▸ INSTRUCTIONS FOR THE TASK: Nothing but the lines from the one containing "Would you mind tagging the orange" through the last line of the records belongs in the answer, copied exactly and with the pictures left out.

[RECORDS FOR THE TASK]

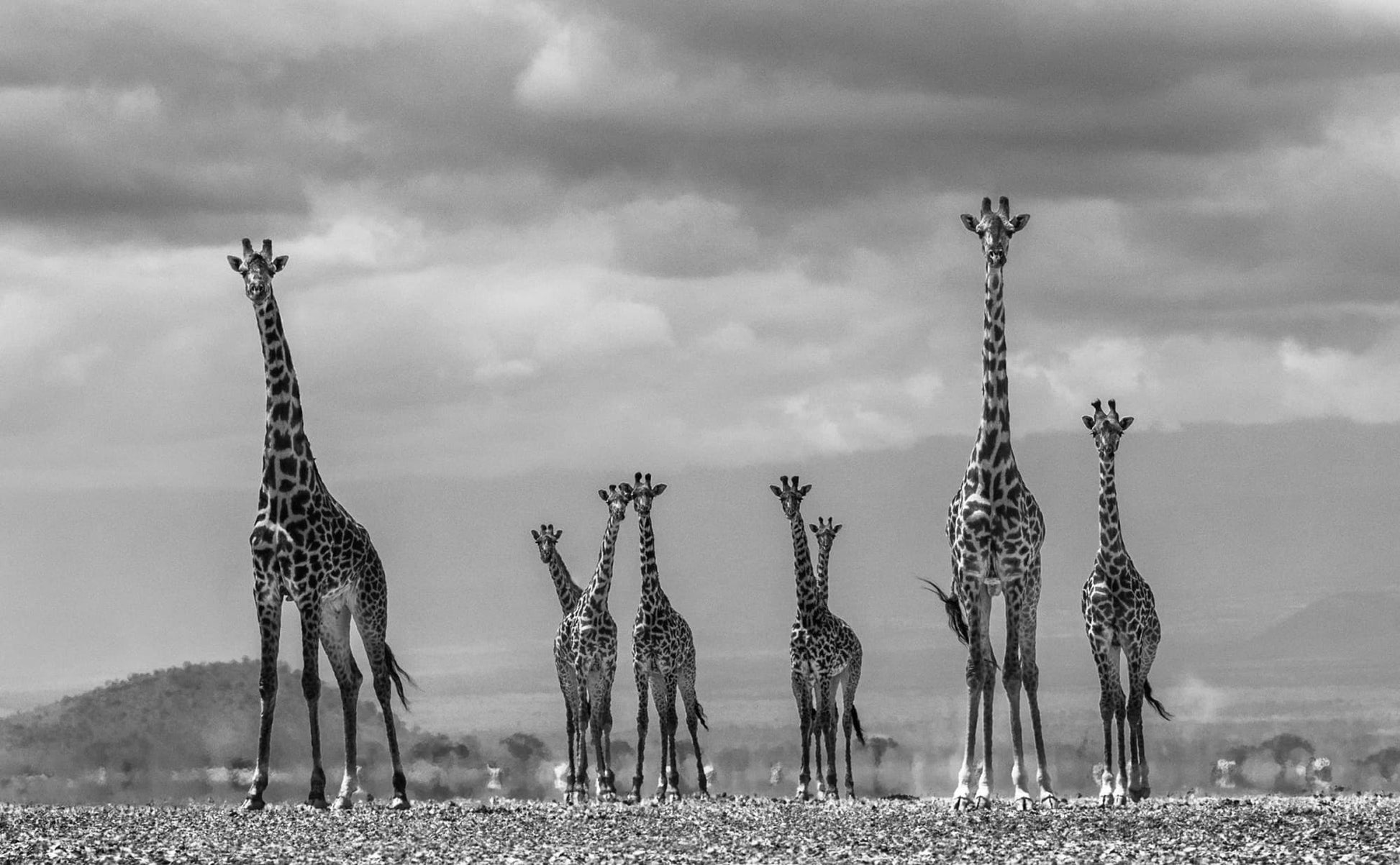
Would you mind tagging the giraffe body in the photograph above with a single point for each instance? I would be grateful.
(825, 656)
(593, 647)
(664, 661)
(994, 534)
(307, 549)
(569, 594)
(1119, 616)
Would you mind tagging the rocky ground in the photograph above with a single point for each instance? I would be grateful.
(1265, 829)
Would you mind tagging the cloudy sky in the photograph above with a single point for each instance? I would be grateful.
(538, 241)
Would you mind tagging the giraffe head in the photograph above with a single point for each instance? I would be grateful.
(996, 227)
(643, 493)
(1106, 427)
(825, 532)
(791, 496)
(258, 269)
(547, 539)
(617, 496)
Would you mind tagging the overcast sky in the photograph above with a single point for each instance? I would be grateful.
(528, 237)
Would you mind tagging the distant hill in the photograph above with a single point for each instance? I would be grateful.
(192, 731)
(1345, 634)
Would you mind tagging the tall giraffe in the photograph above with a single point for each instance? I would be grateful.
(309, 549)
(594, 651)
(825, 654)
(664, 656)
(994, 532)
(569, 592)
(1119, 613)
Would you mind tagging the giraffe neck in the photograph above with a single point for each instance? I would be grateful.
(996, 401)
(1111, 531)
(565, 585)
(651, 595)
(808, 594)
(601, 582)
(824, 557)
(287, 461)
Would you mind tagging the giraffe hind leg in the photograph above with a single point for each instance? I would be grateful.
(335, 639)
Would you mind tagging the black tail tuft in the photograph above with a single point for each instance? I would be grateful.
(955, 619)
(395, 672)
(1147, 693)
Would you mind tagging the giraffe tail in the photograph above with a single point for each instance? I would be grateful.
(395, 672)
(955, 619)
(1147, 695)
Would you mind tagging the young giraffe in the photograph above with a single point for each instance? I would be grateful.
(664, 655)
(594, 651)
(569, 592)
(1119, 613)
(825, 534)
(825, 654)
(994, 532)
(309, 549)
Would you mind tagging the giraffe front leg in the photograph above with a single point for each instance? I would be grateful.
(311, 690)
(804, 714)
(269, 626)
(1011, 682)
(667, 713)
(335, 637)
(642, 678)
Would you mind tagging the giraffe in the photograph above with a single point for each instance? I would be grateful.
(594, 651)
(1119, 615)
(569, 592)
(825, 655)
(664, 656)
(307, 549)
(994, 534)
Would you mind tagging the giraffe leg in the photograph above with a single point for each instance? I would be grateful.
(828, 711)
(1105, 659)
(269, 628)
(1031, 681)
(311, 690)
(370, 613)
(667, 711)
(1011, 682)
(849, 718)
(335, 639)
(569, 738)
(642, 678)
(976, 609)
(804, 714)
(695, 715)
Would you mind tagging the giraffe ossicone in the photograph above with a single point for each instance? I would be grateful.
(307, 549)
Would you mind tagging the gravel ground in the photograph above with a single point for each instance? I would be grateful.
(1265, 829)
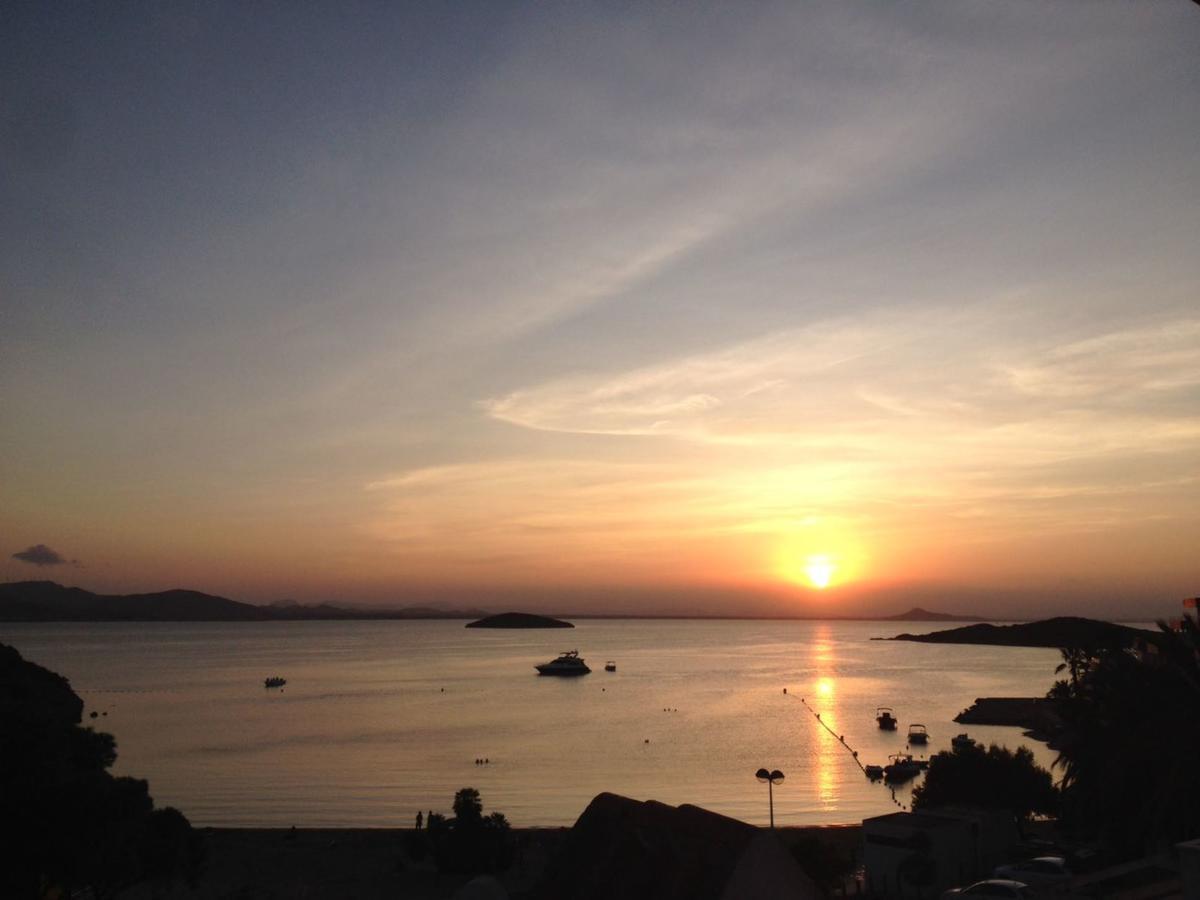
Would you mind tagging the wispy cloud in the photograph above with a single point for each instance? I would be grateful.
(41, 556)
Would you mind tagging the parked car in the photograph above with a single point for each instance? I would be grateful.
(1039, 871)
(997, 888)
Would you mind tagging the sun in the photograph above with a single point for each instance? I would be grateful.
(819, 570)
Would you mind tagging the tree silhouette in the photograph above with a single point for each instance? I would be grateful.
(468, 807)
(468, 843)
(1131, 741)
(69, 822)
(996, 778)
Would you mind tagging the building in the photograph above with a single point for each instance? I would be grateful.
(923, 853)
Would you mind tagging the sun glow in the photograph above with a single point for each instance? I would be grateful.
(819, 570)
(819, 559)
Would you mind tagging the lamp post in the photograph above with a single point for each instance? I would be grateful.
(771, 778)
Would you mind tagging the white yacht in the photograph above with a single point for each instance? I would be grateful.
(568, 664)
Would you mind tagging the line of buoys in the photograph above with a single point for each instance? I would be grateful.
(841, 738)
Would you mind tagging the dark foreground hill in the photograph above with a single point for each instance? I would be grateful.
(519, 619)
(1061, 631)
(48, 601)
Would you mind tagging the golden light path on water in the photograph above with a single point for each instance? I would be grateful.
(382, 719)
(823, 663)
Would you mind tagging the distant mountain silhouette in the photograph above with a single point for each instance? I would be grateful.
(919, 615)
(48, 601)
(519, 619)
(1061, 631)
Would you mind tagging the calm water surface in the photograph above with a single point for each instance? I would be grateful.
(381, 719)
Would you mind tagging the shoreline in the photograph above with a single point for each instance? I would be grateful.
(335, 863)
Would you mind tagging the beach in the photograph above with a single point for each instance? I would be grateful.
(364, 863)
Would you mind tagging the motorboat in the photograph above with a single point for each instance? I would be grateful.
(963, 742)
(901, 768)
(568, 664)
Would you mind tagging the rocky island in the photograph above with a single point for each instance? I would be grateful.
(519, 619)
(1061, 631)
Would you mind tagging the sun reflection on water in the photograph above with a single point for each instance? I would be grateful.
(823, 663)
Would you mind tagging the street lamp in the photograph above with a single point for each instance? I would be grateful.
(771, 778)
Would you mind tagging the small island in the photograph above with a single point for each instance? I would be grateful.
(1062, 631)
(519, 619)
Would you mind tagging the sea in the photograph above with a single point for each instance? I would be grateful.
(382, 719)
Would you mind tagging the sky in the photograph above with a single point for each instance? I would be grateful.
(755, 309)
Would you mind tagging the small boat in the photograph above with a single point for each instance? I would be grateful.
(568, 664)
(901, 768)
(963, 742)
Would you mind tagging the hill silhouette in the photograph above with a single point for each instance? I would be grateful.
(1061, 631)
(49, 601)
(919, 615)
(519, 619)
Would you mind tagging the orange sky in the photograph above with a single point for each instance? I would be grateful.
(898, 300)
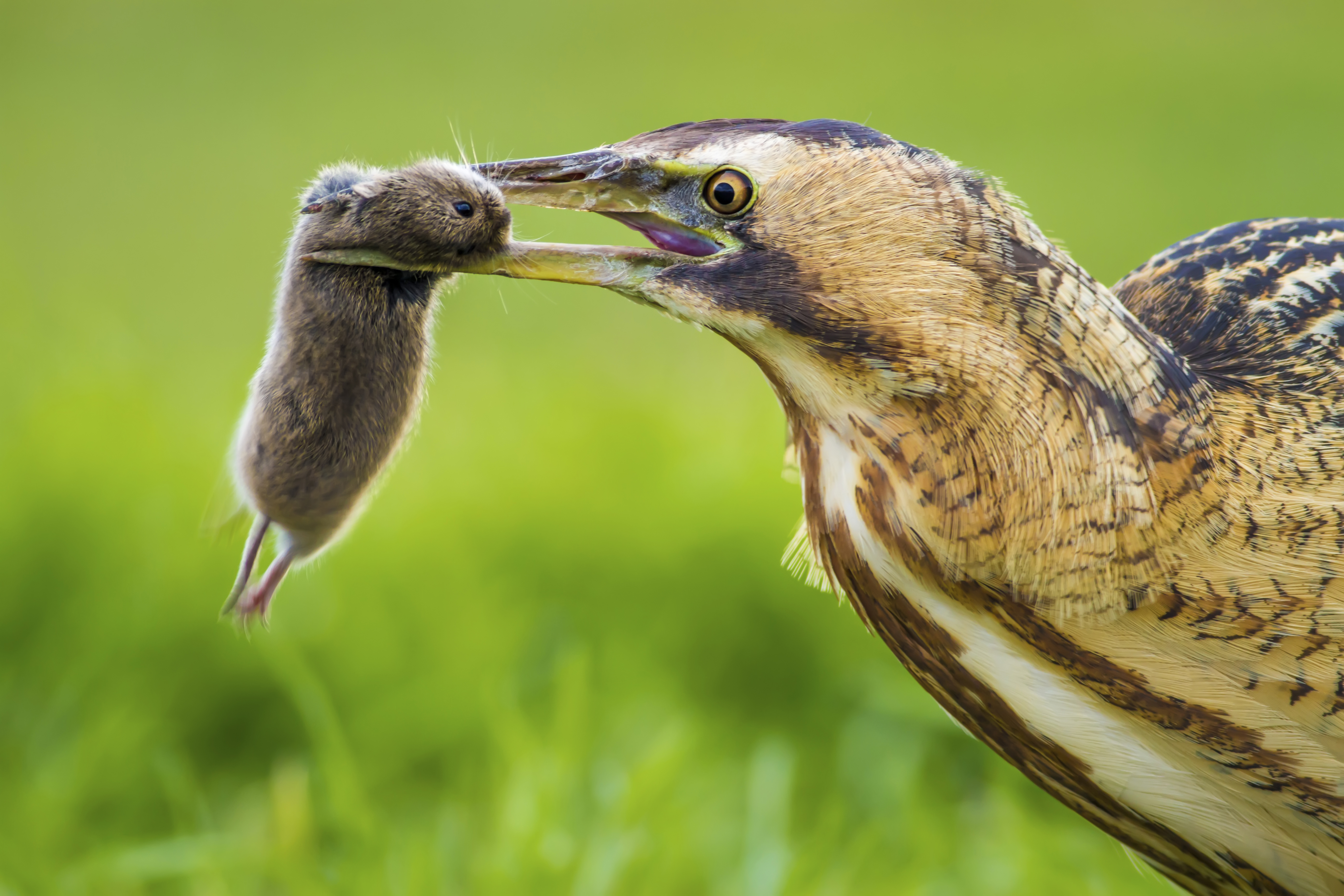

[/RECORDS FOR THE TASK]

▸ WRITTEN SOLUTION:
Would you mind tagging the orange sky in the photograph above with a single point for each instance? I would be grateful.
(898, 300)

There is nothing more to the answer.